Goal. Write out all of the lines below in full, multiplying every coordinate value by 0.85 and rounding to the nearest whole number, with halves rounded up. Leave the pictures out of your answer.

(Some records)
— BEGIN —
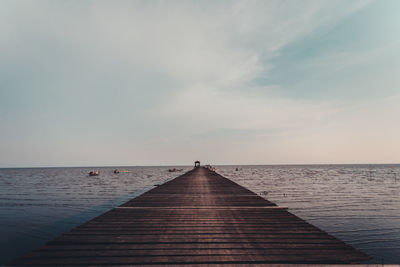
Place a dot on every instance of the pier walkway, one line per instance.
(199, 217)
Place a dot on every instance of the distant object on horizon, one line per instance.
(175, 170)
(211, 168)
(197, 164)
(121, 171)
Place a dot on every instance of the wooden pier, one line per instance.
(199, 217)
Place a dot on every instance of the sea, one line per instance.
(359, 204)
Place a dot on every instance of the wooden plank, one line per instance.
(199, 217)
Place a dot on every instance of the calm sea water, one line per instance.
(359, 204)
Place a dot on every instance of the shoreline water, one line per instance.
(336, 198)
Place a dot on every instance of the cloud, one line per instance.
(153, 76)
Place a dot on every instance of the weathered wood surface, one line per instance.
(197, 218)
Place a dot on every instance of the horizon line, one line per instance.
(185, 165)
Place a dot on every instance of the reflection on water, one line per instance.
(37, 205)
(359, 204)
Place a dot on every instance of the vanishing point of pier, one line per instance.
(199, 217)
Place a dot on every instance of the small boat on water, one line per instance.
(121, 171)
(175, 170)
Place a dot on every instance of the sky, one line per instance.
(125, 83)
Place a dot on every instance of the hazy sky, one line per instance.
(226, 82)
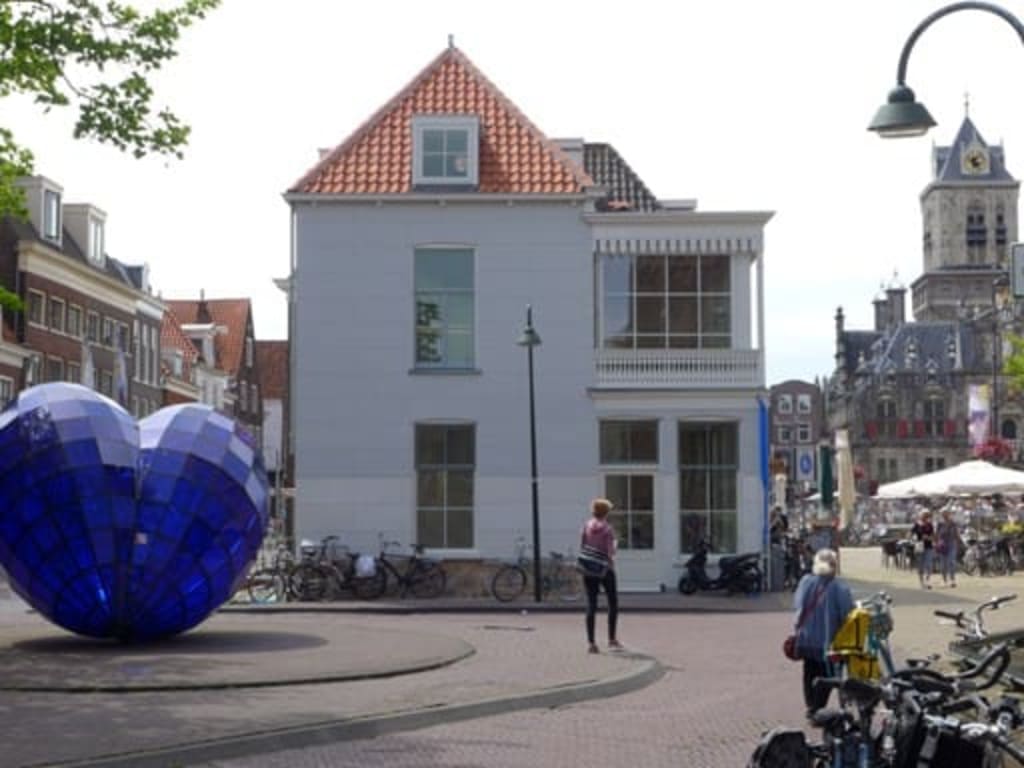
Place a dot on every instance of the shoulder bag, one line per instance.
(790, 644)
— END —
Output for this task.
Place a dot on every instance of the pier walkway, one line per instance.
(169, 184)
Place a dot on every instance of the distant object on horizon, one line per instance.
(149, 145)
(179, 143)
(167, 139)
(103, 145)
Place a dot on every instance of the wooden pier, one line per instance.
(169, 184)
Place a dot on every instance of the sea, one line per instance.
(305, 173)
Place a dot on every instance of the wooden plank, one line per instance.
(169, 184)
Place a dot on every instance of the calm sea water, one line per instance.
(305, 173)
Place a dot on every instance of the shoreline water, one line per instance.
(286, 168)
Place a dot on every instance of the cloud, one line per instance.
(130, 65)
Place a dot on every instance of the weathered wood surface, one line per instance.
(167, 185)
Place a dot on every instance of the horizon line, one line per instance.
(157, 140)
Place a dot on every instance of the reflection on water, one line per instance.
(31, 174)
(305, 173)
Place a dot on every instance of the vanishing point of pier, one line per instance.
(169, 184)
Place a dot on every instance of the small boat on water, one line per instance.
(103, 145)
(149, 145)
Place a dot on every instance of the sky, one line per instance.
(106, 71)
Place a dot on every instance of the hazy sky, one line per instance.
(192, 70)
Place a dot on every instance of the shoulder bag, one line per instance.
(672, 547)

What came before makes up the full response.